(Excerpts of pointing data)
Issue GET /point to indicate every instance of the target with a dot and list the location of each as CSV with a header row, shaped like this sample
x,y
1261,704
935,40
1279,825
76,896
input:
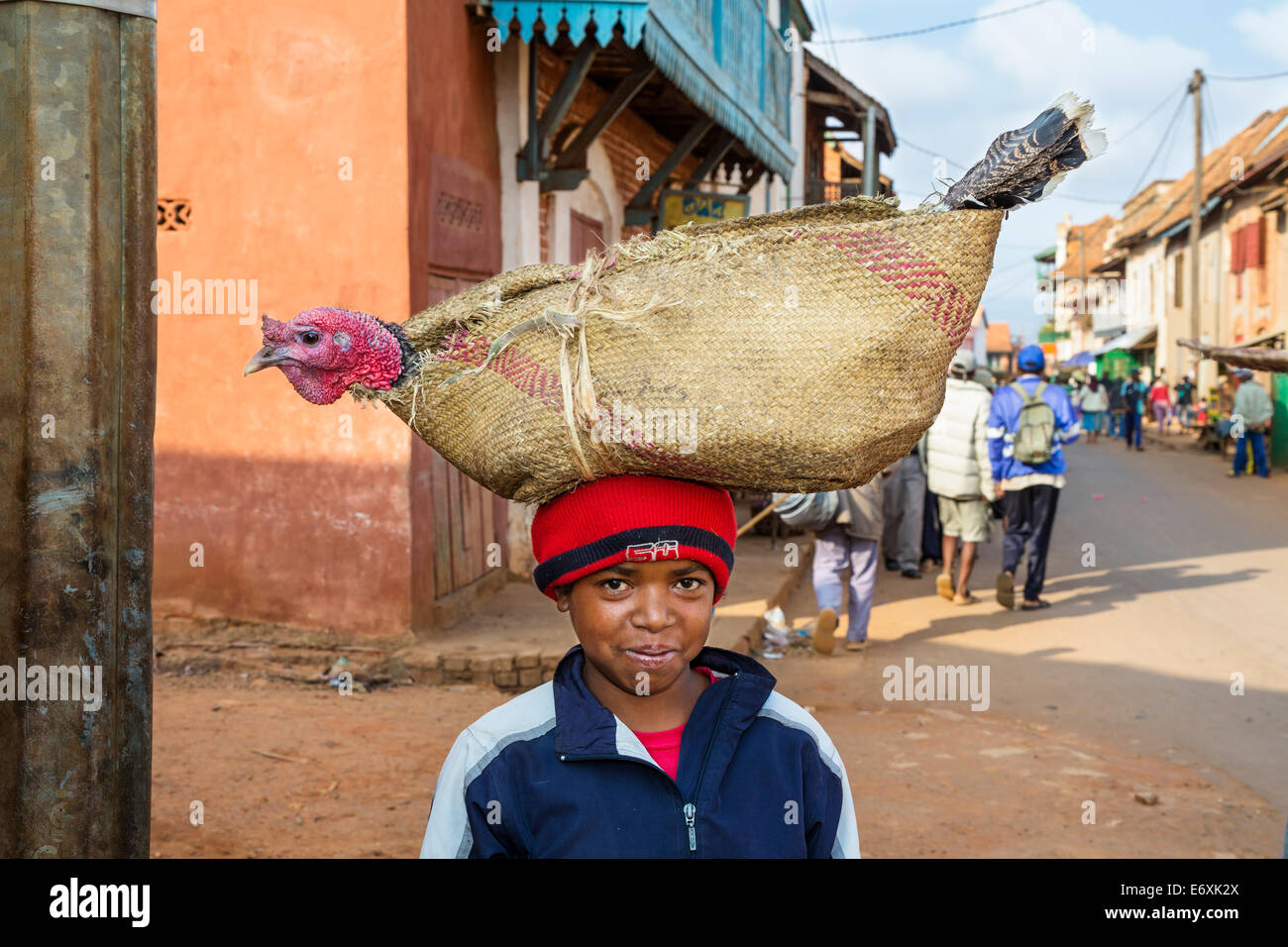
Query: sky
x,y
953,90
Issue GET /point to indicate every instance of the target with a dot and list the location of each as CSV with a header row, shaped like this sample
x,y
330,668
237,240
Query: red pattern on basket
x,y
536,380
918,275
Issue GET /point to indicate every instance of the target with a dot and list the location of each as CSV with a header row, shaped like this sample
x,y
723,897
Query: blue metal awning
x,y
730,63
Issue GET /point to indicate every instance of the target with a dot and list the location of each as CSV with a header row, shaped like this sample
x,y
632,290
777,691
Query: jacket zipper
x,y
690,809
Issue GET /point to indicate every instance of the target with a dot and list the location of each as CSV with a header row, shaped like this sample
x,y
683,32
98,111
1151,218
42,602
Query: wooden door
x,y
588,234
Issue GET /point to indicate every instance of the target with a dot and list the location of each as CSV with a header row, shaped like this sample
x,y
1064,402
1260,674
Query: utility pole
x,y
77,381
1197,208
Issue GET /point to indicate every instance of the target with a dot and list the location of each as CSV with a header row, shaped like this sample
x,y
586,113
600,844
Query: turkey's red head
x,y
323,351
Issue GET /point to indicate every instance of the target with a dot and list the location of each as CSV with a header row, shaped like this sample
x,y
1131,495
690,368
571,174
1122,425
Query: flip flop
x,y
823,628
1005,590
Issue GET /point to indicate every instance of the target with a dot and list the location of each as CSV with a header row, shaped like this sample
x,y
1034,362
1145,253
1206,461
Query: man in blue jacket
x,y
1029,491
647,744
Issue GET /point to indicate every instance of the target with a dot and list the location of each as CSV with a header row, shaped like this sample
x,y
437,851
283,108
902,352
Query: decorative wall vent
x,y
459,211
172,213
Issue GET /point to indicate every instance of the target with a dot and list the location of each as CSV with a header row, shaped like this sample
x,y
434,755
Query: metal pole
x,y
1197,204
77,258
870,153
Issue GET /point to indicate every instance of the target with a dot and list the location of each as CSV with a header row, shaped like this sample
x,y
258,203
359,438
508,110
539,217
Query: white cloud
x,y
1265,31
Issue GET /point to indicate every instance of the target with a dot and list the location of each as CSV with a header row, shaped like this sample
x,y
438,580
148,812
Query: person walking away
x,y
1250,416
1028,424
1160,402
905,496
1133,406
1116,407
849,540
958,472
1095,401
1185,401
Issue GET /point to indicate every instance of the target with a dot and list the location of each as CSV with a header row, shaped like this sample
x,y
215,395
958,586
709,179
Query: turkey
x,y
325,351
682,354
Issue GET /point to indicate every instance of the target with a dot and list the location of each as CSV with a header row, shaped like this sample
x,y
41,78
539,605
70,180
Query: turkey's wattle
x,y
323,351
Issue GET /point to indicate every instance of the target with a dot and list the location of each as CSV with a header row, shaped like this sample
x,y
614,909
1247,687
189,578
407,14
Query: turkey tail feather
x,y
1026,163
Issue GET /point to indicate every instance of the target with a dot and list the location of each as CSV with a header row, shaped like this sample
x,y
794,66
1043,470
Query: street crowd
x,y
996,454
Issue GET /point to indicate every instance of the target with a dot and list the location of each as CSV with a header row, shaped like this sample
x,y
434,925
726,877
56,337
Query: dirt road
x,y
360,771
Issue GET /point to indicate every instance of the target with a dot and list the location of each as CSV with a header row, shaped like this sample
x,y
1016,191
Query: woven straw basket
x,y
794,352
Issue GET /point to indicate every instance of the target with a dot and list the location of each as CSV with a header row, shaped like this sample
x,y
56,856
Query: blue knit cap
x,y
1030,359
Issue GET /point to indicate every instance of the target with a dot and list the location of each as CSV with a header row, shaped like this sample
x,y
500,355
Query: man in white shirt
x,y
958,472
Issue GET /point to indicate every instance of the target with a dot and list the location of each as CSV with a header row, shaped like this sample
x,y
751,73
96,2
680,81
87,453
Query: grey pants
x,y
905,497
833,551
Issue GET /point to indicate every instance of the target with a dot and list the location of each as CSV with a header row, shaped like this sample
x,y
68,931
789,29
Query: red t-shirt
x,y
664,746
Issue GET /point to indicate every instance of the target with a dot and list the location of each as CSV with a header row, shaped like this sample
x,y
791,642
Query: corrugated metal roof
x,y
699,69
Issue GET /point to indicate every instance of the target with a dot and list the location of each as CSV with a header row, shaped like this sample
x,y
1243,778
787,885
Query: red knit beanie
x,y
632,518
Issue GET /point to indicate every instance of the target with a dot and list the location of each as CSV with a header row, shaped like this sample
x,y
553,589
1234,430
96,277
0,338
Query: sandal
x,y
823,628
1006,590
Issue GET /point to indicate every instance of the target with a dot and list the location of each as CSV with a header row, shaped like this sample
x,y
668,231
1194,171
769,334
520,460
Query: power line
x,y
940,26
1210,110
1237,78
1085,200
927,151
1167,134
827,29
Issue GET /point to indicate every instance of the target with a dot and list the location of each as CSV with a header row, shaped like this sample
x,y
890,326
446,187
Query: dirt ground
x,y
291,770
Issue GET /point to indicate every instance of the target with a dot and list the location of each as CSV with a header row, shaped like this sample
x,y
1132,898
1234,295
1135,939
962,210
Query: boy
x,y
645,744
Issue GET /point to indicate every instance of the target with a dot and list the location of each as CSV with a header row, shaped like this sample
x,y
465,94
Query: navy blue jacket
x,y
553,774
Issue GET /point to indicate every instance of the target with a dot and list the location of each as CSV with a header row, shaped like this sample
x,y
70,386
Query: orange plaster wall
x,y
297,523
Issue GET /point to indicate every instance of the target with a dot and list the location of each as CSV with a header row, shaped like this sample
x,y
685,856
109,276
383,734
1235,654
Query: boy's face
x,y
642,622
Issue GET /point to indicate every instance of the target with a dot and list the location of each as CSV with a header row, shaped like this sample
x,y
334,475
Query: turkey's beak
x,y
266,359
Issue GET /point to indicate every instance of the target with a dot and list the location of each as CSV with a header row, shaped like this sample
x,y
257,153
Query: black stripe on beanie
x,y
585,556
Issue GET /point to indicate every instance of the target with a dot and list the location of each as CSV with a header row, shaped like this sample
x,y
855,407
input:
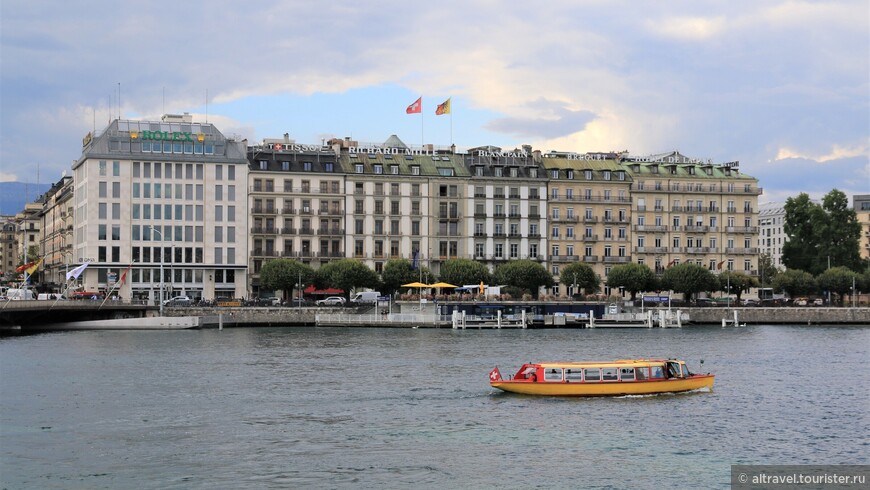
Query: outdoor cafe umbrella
x,y
415,285
442,285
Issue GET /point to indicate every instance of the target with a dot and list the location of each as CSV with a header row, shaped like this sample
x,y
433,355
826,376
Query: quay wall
x,y
285,316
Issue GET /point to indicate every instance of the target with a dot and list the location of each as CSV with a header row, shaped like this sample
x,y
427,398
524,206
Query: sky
x,y
783,87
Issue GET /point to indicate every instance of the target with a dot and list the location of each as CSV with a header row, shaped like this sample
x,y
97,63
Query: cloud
x,y
547,119
837,153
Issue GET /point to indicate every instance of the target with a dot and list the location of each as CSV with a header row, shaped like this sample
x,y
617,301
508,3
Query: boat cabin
x,y
614,372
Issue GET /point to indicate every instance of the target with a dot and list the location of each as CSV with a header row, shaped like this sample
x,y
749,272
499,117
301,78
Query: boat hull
x,y
612,388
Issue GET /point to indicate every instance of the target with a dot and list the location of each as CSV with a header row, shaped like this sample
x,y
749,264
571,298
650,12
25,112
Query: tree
x,y
689,279
821,236
802,217
400,271
841,233
582,276
838,280
794,282
526,275
285,274
464,271
346,274
634,278
735,283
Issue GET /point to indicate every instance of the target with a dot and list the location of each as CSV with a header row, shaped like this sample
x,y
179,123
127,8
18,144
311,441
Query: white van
x,y
365,297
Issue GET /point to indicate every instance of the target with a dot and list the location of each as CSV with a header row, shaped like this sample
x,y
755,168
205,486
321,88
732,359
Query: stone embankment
x,y
277,316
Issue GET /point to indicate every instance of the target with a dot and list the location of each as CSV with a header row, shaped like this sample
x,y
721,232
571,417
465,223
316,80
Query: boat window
x,y
641,373
592,374
552,374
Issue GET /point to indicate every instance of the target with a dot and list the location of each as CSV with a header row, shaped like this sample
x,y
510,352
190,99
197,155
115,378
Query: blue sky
x,y
781,86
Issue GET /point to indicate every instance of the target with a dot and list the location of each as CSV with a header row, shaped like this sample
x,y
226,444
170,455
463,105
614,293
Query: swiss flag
x,y
416,107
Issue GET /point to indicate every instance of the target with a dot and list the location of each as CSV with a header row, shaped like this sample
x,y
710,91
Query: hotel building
x,y
164,196
209,211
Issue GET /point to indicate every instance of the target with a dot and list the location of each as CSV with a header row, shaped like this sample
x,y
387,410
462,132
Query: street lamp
x,y
155,230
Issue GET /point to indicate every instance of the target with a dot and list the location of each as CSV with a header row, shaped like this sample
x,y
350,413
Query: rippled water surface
x,y
327,408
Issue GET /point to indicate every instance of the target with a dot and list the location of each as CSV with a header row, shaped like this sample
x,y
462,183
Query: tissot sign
x,y
167,136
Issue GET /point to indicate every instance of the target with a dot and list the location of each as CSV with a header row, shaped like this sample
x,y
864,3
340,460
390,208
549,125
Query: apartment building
x,y
772,237
162,205
589,213
296,197
506,202
56,241
687,210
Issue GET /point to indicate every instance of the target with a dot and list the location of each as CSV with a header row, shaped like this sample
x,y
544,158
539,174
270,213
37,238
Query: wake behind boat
x,y
615,378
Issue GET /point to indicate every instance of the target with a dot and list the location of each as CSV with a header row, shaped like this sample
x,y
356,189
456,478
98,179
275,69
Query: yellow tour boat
x,y
615,378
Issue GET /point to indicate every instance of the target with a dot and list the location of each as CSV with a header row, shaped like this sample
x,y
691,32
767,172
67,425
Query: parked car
x,y
177,301
331,301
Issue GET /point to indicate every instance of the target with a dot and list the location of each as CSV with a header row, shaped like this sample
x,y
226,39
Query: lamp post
x,y
155,230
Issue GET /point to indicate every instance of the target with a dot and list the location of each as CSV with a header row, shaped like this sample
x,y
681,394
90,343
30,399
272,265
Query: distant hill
x,y
14,195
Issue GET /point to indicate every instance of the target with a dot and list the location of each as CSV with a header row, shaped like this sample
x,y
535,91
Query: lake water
x,y
398,408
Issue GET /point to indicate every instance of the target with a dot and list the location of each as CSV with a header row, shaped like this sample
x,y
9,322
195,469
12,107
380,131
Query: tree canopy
x,y
346,274
526,275
794,282
284,274
634,278
689,279
735,283
821,236
838,280
582,275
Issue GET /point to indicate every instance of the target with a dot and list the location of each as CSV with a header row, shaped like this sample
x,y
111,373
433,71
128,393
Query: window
x,y
553,374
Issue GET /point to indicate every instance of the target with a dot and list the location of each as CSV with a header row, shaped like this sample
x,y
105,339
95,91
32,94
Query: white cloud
x,y
837,152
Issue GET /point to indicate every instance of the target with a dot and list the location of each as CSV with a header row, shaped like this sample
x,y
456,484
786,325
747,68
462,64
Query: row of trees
x,y
526,277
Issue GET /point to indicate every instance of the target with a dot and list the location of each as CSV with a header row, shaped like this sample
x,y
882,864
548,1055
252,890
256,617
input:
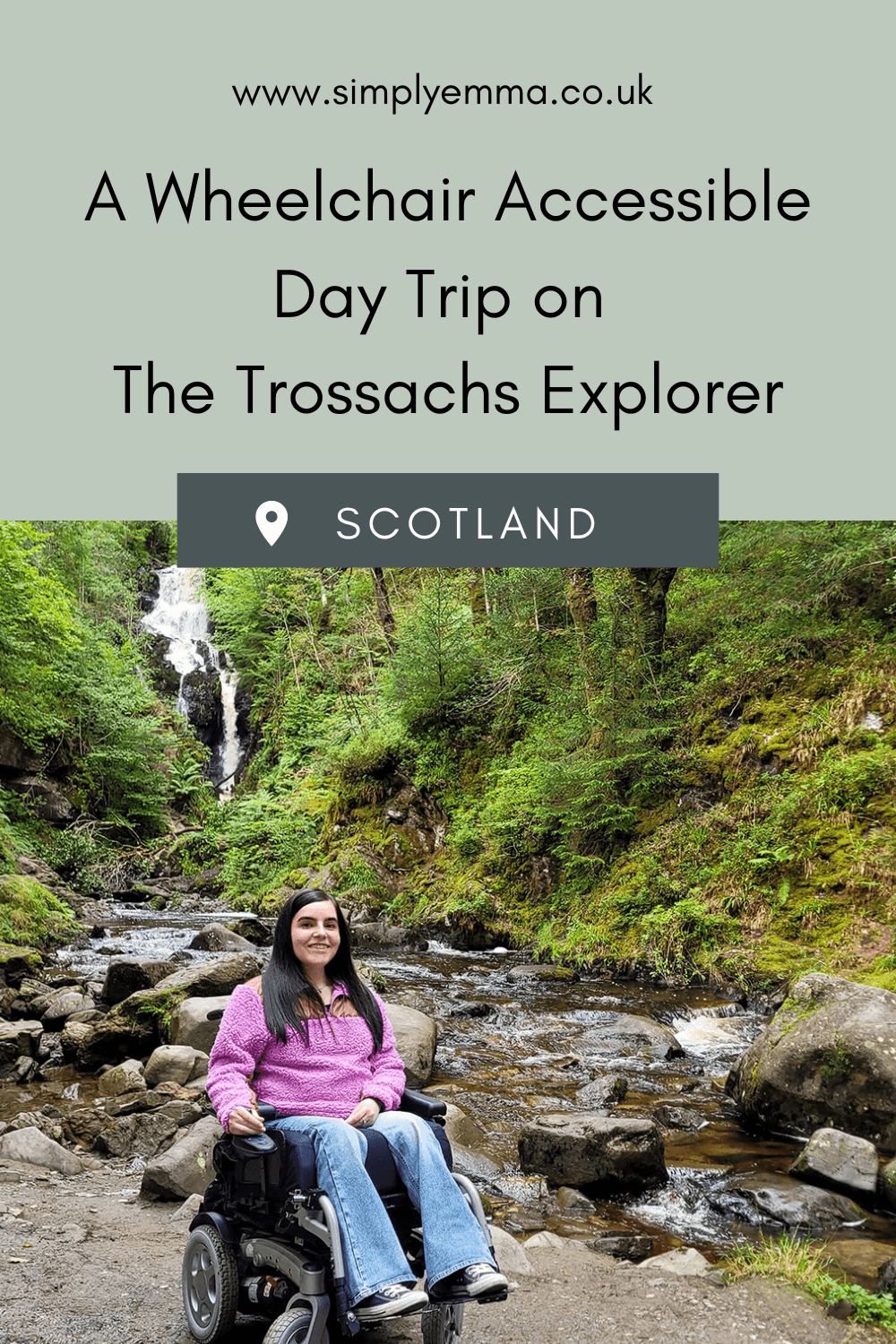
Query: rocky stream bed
x,y
527,1055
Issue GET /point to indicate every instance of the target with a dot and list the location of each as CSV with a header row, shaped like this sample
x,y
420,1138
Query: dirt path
x,y
85,1260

> _Exercise brief_:
From the material above, extract each line that contains the word "dirt".

> _Output_:
Query: dirt road
Query: dirt ground
Query: dirt path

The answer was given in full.